PROVIDED INFORMATION:
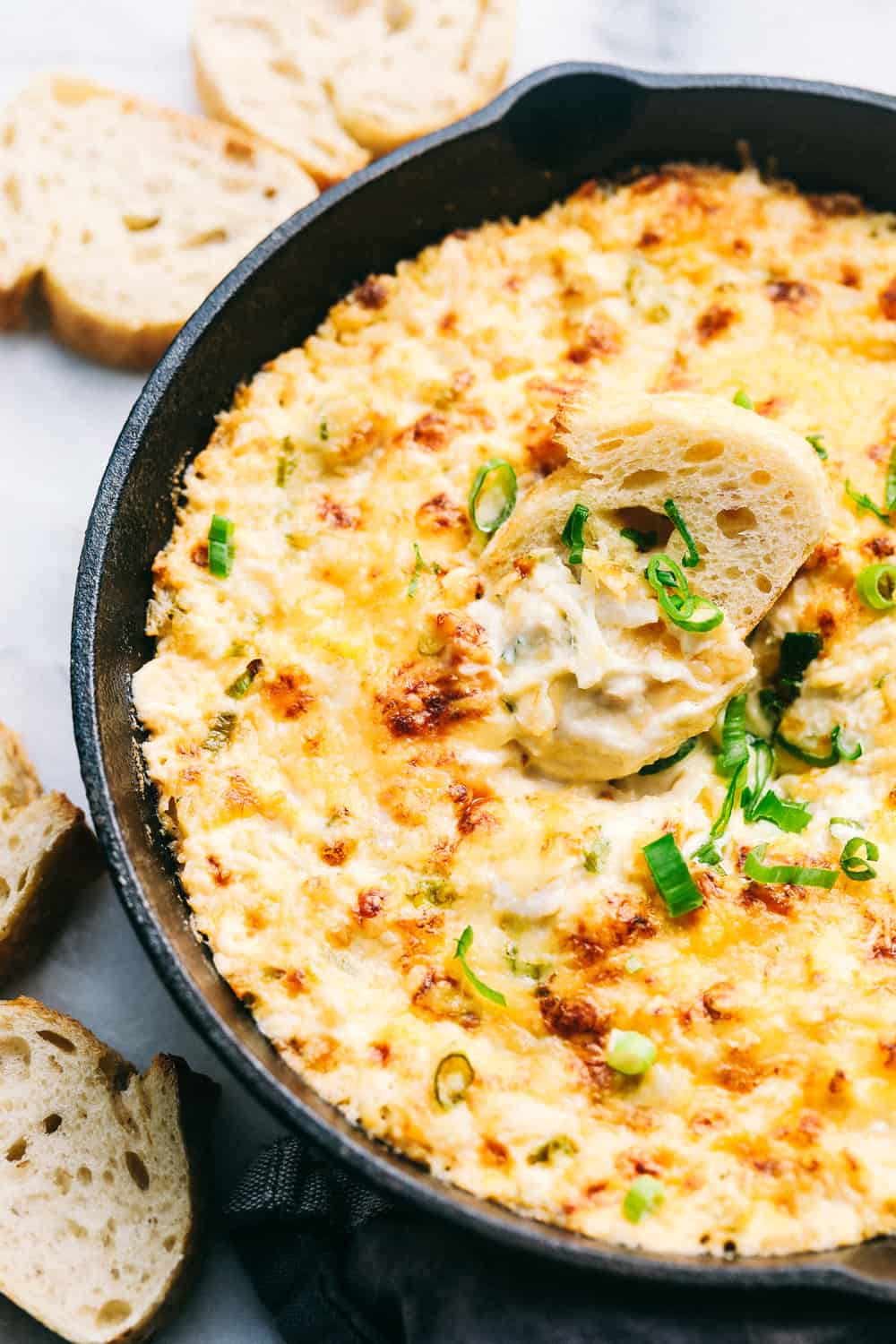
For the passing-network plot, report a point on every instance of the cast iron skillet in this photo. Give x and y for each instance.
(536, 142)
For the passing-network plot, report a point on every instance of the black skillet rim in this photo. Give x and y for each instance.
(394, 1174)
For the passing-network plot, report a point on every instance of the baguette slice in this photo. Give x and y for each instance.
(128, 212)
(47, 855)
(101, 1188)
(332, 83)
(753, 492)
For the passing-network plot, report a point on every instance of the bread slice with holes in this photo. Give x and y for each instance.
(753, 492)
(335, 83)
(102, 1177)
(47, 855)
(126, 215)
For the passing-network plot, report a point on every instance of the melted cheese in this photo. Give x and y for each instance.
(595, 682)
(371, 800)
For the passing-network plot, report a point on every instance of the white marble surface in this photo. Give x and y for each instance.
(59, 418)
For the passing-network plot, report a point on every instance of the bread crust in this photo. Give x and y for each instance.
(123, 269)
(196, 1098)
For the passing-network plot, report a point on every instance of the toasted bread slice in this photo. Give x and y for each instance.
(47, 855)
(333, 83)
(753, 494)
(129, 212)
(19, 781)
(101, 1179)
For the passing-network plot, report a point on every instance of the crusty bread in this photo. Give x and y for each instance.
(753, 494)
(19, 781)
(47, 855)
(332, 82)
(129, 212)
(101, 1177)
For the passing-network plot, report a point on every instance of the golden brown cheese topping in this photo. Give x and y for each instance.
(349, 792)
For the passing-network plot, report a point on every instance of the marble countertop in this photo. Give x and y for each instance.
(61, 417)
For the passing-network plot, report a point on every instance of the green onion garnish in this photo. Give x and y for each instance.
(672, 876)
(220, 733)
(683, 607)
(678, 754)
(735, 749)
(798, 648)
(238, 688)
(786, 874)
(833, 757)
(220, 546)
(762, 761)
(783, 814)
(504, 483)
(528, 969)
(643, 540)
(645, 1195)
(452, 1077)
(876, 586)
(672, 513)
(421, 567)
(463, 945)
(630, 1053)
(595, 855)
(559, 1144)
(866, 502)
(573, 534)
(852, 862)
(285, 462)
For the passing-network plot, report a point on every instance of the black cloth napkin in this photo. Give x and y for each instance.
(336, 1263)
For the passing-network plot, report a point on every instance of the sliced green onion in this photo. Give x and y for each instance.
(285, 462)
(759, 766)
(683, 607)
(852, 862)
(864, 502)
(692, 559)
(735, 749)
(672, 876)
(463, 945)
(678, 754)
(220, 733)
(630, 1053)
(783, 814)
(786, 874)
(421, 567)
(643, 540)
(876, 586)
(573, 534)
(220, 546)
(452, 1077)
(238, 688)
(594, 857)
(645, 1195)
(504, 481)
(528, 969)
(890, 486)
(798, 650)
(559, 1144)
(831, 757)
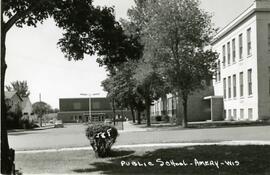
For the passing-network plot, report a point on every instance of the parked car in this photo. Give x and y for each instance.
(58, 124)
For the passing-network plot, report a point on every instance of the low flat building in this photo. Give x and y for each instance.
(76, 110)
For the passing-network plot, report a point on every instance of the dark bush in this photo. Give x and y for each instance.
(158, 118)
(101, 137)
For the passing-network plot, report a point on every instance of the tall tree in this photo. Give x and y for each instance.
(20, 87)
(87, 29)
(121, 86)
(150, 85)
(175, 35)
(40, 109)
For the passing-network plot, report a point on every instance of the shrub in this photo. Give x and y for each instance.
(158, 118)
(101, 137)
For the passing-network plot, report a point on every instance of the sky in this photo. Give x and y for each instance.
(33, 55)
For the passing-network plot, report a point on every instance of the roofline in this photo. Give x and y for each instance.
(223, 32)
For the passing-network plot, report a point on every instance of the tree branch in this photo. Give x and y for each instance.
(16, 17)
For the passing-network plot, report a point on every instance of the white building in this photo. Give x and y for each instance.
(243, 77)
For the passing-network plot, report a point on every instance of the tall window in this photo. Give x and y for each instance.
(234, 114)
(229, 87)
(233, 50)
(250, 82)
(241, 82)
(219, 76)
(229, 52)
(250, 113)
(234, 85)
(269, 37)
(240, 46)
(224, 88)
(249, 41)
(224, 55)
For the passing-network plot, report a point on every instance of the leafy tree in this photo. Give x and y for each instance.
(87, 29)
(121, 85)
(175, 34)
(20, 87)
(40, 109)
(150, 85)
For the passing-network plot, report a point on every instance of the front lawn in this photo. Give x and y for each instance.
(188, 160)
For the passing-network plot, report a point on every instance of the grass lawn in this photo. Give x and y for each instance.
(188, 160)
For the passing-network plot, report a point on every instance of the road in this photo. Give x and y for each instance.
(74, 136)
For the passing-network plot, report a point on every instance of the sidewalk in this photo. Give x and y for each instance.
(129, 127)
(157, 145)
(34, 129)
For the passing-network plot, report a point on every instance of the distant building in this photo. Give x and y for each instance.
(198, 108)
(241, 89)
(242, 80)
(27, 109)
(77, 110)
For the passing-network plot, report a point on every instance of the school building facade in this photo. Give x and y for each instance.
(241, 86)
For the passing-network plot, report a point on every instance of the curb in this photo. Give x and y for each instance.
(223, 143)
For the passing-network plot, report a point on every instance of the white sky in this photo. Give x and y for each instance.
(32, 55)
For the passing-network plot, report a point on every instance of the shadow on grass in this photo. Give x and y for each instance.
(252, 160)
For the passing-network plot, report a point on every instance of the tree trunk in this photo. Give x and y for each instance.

EXERCISE OBJECTIVE: Could you reproduce the material verbatim, starting at the line that contains "of the shadow" and ending at the final line of the material?

ANSWER FOR THE TASK:
For the passing-network plot, report a point on every instance of the shadow on grass in this photo. Give x and y for each instance.
(252, 160)
For the passing-network plot, report a point on every instance of the tree trunk in this photo. Give x and y for each instance.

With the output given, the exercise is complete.